Given task 1: Reproduce the passage of the forum reply on practicing attention that begins at the words "By the way, I" and stops after "explain this technique!".

Excerpted passage:
--- START ---

I can't either. It's really hard to do constantly and nearly all the time. I can do it for only a while and then forget all about it because I have to pay attention on something else.

----------


## PaleRider

> I can't either. It's really hard to do constantly and nearly all the time. I can do it for only a while and then forget all about it because I have to pay attention on something else.



I got the impression from reading the tutorial and the posts that we don't have to make it a constant practice, all the time, certainly not at first.  I think that like anything, with practice, we'll get better at it, and it will become more constant.  I also found it extremely hard to do when I first started last week.  It took lots of constant attention which was hard to muster, and I frequently found I had gone long periods without "paying attention."  Now, it is becoming more second nature and intuitive for me.  I'm still far away from it being automatic, I still have to work at it, I wouldn't say I'm good at it yet.  But it is definitely becoming easier and more frequent.  I think persistence is the key -- just keep at it, don't be discouraged when you find you aren't being attentive as you'd like; that's all part of the normal learning process.  It would be like trying to learn to drive a car and being discouraged after 5 minutes because you still have to consciously think brake, steer, clutch, turn signal, etc.  Keep it up, and it will become natural.

By the way, I had my most vivid and longest lucid dream ever after working on this approach for just 4 days.  I've also had some "near misses" that will soon become regular lucid dreams I believe.  And, my overall dream vividness and recall have skyrocketed with this approach.  I feel confident that keeping up with it will show very positive results and much more frequent and vivid lucid dreaming.  Like all the others have said, thanks to BillyBob, Never, and the others who posted and helped explain this technique!

--- END ---

Given task 2: In the entries, begin at the line that has "shape [[76, 598]]." and stop after the last line of the entries, swapping "pin" for "point" and leaving everything else unchanged. Give only those lines.

Dataset items:

--- START ---

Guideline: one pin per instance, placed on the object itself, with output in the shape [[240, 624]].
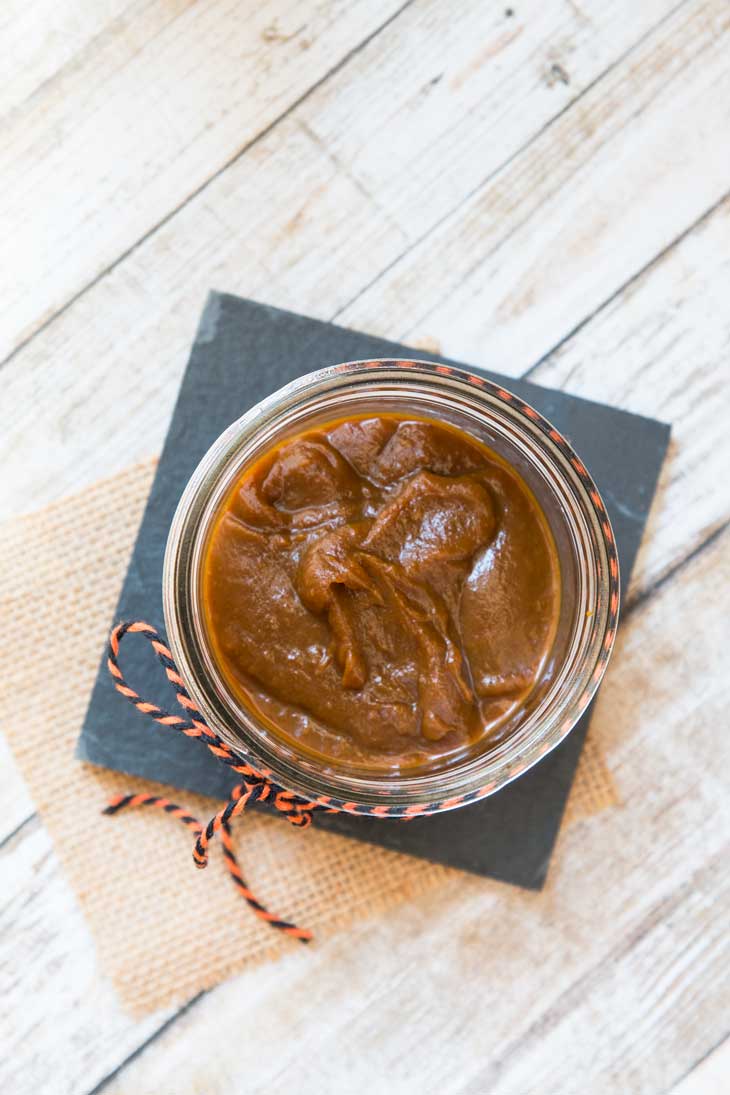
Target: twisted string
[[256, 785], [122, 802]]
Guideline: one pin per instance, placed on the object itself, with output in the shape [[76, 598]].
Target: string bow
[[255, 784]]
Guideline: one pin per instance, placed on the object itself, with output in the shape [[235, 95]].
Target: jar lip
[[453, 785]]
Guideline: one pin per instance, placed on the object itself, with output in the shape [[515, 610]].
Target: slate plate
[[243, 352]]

--- END ---

Worked answer 1:
By the way, I had my most vivid and longest lucid dream ever after working on this approach for just 4 days.  I've also had some "near misses" that will soon become regular lucid dreams I believe.  And, my overall dream vividness and recall have skyrocketed with this approach.  I feel confident that keeping up with it will show very positive results and much more frequent and vivid lucid dreaming.  Like all the others have said, thanks to BillyBob, Never, and the others who posted and helped explain this technique!

Worked answer 2:
Guideline: one point per instance, placed on the object itself, with output in the shape [[76, 598]].
Target: string bow
[[255, 784]]
Guideline: one point per instance, placed on the object itself, with output in the shape [[235, 95]].
Target: jar lip
[[453, 785]]
Guideline: one point per instance, placed on the object itself, with output in the shape [[515, 610]].
Target: slate plate
[[243, 352]]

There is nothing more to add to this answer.